What is expected:
What is needed is an exact copy of every entry below, with the pictures left out.

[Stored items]
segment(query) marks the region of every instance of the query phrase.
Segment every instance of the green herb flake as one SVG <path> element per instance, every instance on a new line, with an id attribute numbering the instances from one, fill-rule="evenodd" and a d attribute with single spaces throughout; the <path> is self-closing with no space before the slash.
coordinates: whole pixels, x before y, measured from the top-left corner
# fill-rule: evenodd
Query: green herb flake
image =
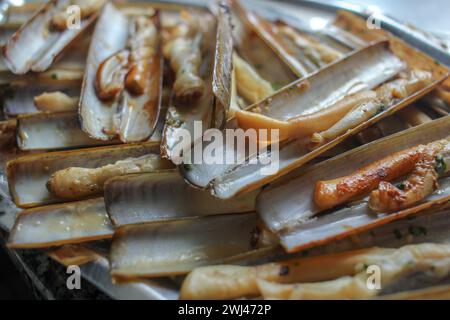
<path id="1" fill-rule="evenodd" d="M 445 163 L 444 157 L 439 155 L 435 158 L 435 161 L 434 170 L 439 175 L 443 175 L 447 171 L 447 164 Z"/>
<path id="2" fill-rule="evenodd" d="M 402 183 L 400 183 L 400 184 L 397 185 L 397 188 L 398 188 L 399 190 L 404 191 L 404 190 L 406 189 L 406 184 L 405 184 L 404 182 L 402 182 Z"/>
<path id="3" fill-rule="evenodd" d="M 394 235 L 395 235 L 395 238 L 396 238 L 397 240 L 401 240 L 401 239 L 403 238 L 402 233 L 401 233 L 400 230 L 398 230 L 398 229 L 395 229 L 395 230 L 394 230 Z"/>
<path id="4" fill-rule="evenodd" d="M 384 105 L 384 104 L 381 105 L 381 106 L 378 108 L 378 114 L 385 112 L 387 109 L 388 109 L 388 107 L 387 107 L 386 105 Z"/>
<path id="5" fill-rule="evenodd" d="M 288 266 L 282 266 L 280 268 L 280 272 L 278 273 L 280 277 L 286 277 L 289 275 L 289 267 Z"/>
<path id="6" fill-rule="evenodd" d="M 58 80 L 58 75 L 56 73 L 52 73 L 52 79 L 53 80 Z"/>
<path id="7" fill-rule="evenodd" d="M 273 90 L 278 91 L 278 90 L 284 88 L 284 86 L 281 83 L 272 83 L 272 88 L 273 88 Z"/>
<path id="8" fill-rule="evenodd" d="M 185 171 L 192 171 L 192 169 L 194 169 L 194 166 L 192 165 L 192 164 L 189 164 L 189 163 L 185 163 L 185 164 L 183 164 L 183 169 L 185 170 Z"/>
<path id="9" fill-rule="evenodd" d="M 409 227 L 408 231 L 409 231 L 409 234 L 411 234 L 414 237 L 420 237 L 420 236 L 427 235 L 427 229 L 424 227 L 411 226 L 411 227 Z"/>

Answer box:
segment(query) marks the region of every instance of the query phrase.
Segment every instance of the green herb flake as one SVG <path> element per instance, every instance on a new line, with an id attribute numbering the instances from one, fill-rule="evenodd" and a d attribute with single spaces throughout; the <path> is self-closing with no space before the slash.
coordinates: whole pixels, x before y, measured from the top-left corner
# fill-rule: evenodd
Query: green herb flake
image =
<path id="1" fill-rule="evenodd" d="M 445 163 L 444 157 L 439 155 L 435 158 L 435 161 L 434 170 L 439 175 L 443 175 L 447 171 L 447 164 Z"/>
<path id="2" fill-rule="evenodd" d="M 402 183 L 400 183 L 400 184 L 397 185 L 397 188 L 398 188 L 399 190 L 404 191 L 404 190 L 406 189 L 406 184 L 405 184 L 404 182 L 402 182 Z"/>
<path id="3" fill-rule="evenodd" d="M 394 235 L 395 235 L 395 238 L 396 238 L 397 240 L 401 240 L 401 239 L 403 238 L 402 233 L 401 233 L 400 230 L 398 230 L 398 229 L 395 229 L 395 230 L 394 230 Z"/>
<path id="4" fill-rule="evenodd" d="M 384 105 L 384 104 L 381 105 L 381 106 L 378 108 L 378 114 L 385 112 L 387 109 L 388 109 L 388 107 L 387 107 L 386 105 Z"/>
<path id="5" fill-rule="evenodd" d="M 288 266 L 282 266 L 280 268 L 280 272 L 278 273 L 280 277 L 286 277 L 289 275 L 289 267 Z"/>
<path id="6" fill-rule="evenodd" d="M 58 80 L 58 75 L 56 73 L 52 73 L 52 79 L 53 80 Z"/>
<path id="7" fill-rule="evenodd" d="M 273 90 L 278 91 L 278 90 L 284 88 L 284 86 L 281 83 L 272 83 L 272 88 L 273 88 Z"/>
<path id="8" fill-rule="evenodd" d="M 185 171 L 192 171 L 192 169 L 194 169 L 194 166 L 192 165 L 192 164 L 189 164 L 189 163 L 185 163 L 185 164 L 183 164 L 183 169 L 185 170 Z"/>
<path id="9" fill-rule="evenodd" d="M 409 227 L 408 231 L 409 231 L 409 234 L 411 234 L 414 237 L 420 237 L 420 236 L 427 235 L 427 229 L 424 227 L 411 226 L 411 227 Z"/>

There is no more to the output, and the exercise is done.